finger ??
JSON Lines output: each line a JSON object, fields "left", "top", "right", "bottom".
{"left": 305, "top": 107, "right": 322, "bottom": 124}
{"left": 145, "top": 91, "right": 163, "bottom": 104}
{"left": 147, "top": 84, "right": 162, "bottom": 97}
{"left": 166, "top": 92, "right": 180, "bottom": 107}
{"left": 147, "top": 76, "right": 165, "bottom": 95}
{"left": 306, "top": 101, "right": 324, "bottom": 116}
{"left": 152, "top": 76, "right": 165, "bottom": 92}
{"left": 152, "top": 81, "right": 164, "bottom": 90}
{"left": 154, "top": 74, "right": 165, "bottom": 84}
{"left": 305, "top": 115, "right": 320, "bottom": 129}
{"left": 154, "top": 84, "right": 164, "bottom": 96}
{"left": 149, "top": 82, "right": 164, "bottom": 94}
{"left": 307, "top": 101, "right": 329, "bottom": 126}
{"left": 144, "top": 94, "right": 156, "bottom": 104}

Assignment:
The answer must be a verbatim transcription of all the entries.

Solved problem:
finger ??
JSON Lines output: each line a JSON object, fields "left", "top", "right", "bottom".
{"left": 305, "top": 107, "right": 322, "bottom": 124}
{"left": 145, "top": 91, "right": 163, "bottom": 104}
{"left": 147, "top": 84, "right": 162, "bottom": 97}
{"left": 166, "top": 92, "right": 180, "bottom": 107}
{"left": 147, "top": 76, "right": 165, "bottom": 95}
{"left": 306, "top": 101, "right": 324, "bottom": 116}
{"left": 152, "top": 76, "right": 165, "bottom": 92}
{"left": 152, "top": 81, "right": 164, "bottom": 90}
{"left": 154, "top": 74, "right": 165, "bottom": 84}
{"left": 305, "top": 115, "right": 320, "bottom": 129}
{"left": 154, "top": 84, "right": 164, "bottom": 96}
{"left": 149, "top": 82, "right": 164, "bottom": 94}
{"left": 307, "top": 101, "right": 329, "bottom": 126}
{"left": 144, "top": 94, "right": 156, "bottom": 104}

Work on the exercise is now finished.